* Exercise details *
Please identify every line of the records below that contains the word "List", and copy each such line in full. Case counts when matching.
******************************
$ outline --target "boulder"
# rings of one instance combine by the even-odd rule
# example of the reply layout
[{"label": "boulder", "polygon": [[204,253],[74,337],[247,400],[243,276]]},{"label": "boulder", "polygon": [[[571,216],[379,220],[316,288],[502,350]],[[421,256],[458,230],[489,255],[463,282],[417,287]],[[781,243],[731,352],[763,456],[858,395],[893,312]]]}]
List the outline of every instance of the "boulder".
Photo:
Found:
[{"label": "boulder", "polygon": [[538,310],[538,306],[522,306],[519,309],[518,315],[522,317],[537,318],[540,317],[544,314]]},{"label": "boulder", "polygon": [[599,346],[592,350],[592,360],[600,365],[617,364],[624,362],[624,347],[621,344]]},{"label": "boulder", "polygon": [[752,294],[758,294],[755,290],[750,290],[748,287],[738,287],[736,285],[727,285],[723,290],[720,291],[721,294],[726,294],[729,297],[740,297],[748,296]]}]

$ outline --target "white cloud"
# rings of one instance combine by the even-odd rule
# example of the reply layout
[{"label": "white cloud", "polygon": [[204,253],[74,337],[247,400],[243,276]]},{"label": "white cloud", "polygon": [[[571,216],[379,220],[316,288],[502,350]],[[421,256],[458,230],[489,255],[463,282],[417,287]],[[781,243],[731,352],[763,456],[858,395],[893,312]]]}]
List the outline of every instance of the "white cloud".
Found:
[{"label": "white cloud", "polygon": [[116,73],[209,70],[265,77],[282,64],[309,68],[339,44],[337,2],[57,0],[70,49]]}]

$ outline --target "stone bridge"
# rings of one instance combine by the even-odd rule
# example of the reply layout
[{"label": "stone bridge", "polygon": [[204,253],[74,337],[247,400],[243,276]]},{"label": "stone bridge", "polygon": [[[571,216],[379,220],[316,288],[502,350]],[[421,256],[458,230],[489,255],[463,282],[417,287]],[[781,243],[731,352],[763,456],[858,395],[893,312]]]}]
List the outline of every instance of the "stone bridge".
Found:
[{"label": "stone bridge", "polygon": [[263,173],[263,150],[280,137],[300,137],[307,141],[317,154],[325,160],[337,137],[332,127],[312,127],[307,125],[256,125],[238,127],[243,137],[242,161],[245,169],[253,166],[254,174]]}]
******************************
* Correct result *
List the outline of every instance of the "boulder".
List the outline of every instance of the "white cloud".
List the outline of every instance of the "stone bridge".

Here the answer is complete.